**The problem**
Copy the following lines word for word, omitting the pictures.

**Entries taken from a collection**

☆ ☆ ☆ ☆ ☆

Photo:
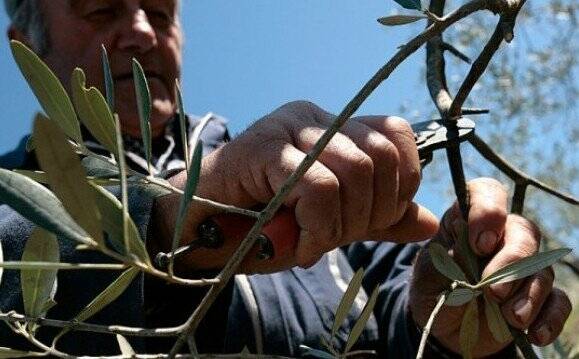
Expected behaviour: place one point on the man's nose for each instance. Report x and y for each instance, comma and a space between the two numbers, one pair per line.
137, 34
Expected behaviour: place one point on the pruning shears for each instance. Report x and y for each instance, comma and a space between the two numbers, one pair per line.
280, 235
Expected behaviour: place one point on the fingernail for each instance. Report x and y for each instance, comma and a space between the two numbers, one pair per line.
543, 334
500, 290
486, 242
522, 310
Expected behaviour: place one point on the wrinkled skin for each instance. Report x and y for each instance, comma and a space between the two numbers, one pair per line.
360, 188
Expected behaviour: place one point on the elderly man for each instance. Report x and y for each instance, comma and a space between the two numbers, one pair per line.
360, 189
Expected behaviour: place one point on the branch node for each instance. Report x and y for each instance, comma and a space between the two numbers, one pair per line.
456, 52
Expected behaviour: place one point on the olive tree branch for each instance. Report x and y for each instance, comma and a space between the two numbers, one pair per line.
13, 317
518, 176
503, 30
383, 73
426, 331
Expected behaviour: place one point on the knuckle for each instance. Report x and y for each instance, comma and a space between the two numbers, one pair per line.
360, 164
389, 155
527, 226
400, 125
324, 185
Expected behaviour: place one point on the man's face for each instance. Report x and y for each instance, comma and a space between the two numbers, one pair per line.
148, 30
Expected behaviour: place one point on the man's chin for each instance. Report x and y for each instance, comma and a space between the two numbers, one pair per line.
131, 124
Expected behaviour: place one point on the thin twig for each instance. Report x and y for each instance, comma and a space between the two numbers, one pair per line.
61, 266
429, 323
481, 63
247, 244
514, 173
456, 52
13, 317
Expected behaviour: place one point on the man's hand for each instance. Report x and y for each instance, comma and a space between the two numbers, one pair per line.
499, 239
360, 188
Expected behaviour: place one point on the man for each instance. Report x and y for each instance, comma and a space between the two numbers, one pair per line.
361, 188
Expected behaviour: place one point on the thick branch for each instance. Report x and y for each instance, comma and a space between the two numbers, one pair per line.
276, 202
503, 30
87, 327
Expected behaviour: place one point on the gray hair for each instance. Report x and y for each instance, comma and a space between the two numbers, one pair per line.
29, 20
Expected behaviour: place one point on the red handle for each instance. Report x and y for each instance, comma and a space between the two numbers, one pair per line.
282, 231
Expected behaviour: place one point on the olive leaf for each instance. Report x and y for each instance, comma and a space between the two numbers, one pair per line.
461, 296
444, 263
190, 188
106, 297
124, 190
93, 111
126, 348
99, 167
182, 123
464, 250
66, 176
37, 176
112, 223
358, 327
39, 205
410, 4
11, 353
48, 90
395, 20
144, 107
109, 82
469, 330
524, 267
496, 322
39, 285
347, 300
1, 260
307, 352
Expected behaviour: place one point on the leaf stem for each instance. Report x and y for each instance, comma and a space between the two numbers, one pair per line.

☆ ☆ ☆ ☆ ☆

**Full solution**
Photo:
Expected behaviour: place one point on the man's nose for each instance. Report x and y for each instance, comma and a space between the two numbers, one pair per line.
137, 34
Expected behaviour: place one point on the pruning shears for each instance. Report x and y for each instance, comma and a space between the two numbers, one pair per line.
280, 235
Expected behaviour: place one point on the fingernail for each instance. Report x and y for each instance, comma and a space between the two numbers, one pair per line.
543, 334
500, 290
486, 242
522, 310
Expected behaviour: place one point on the wrinkled skin for each instance. Report x and y for each instance, comma and a space between the two numbers, one pair per line.
360, 188
Expected behaviour: place one point on the elderly man for each instance. Report x and y for each instance, comma and a space between the two numbers, one pair per line.
360, 189
Expected behaviour: place one point on the branch node for each instance. Report x and y for each instance, comma and a space between the two numbers, one pair per line.
456, 52
Expected behaviour: place one point on the olive tree branch for each instance. Report x and y for each instance, comma and a space between the two numbers, one pair per line.
13, 317
518, 176
503, 30
383, 73
426, 331
Expected behaviour: place one point on the knuckle for each instance. Report x and y for each instance, comma and a space between the two numbers, one pair per line.
360, 164
389, 155
527, 226
400, 125
324, 185
Expected behaviour: place one point on the man's face for each instance. Report x and y for each instance, comma and a space between the two numbers, one pair per line.
148, 30
Expected behaviour: place one point on the man's chin for each instance. Report x and y for each instance, comma and a space between the two numbers, one pair per line.
131, 124
Expected behaviour: place one point on the thin twig for each instance. Report x and y for each instance, comma and a space between the two numbers, one pair per line.
61, 266
429, 323
481, 63
247, 244
514, 173
456, 52
13, 317
Expected behaviour: place one point on the man's hand for each instance. Report x and y for each instance, comma and a space between the two numbers, one pair per line.
499, 239
360, 188
Expected behaviour: place one point on the man for each instance. Report x and y for each instance, comma and a space between the two numbers, one pair per line.
361, 188
Expected behaviour: place one point on the thick branch for each instance. Report x and y for each instance, comma and a space between the two numbers, one pair per line.
276, 202
503, 30
87, 327
Expected behaviour: place one point on the gray hair for each instance. Report x and y for each instance, comma and a space between the two numbers, one pair per line.
29, 20
Expected behaviour: place one point on the red handle for each instance. Report x and y for each instance, comma and a space between the two numbers, one pair per line.
282, 231
Expected behaviour: place one point on the olive leaf for each instance. Report x and y for each instance, comma and a space between the two numbers, one pair per line.
461, 296
444, 263
190, 188
106, 297
124, 190
93, 111
126, 348
99, 167
182, 123
464, 250
66, 176
37, 176
112, 223
358, 327
39, 205
410, 4
11, 353
48, 90
395, 20
144, 107
109, 82
469, 330
524, 267
496, 322
39, 285
347, 300
1, 260
307, 352
Expected behaviour: place one point on the leaf stem for each instance. Report x and y for each instance, comma and a space between the two numbers, one pair per line.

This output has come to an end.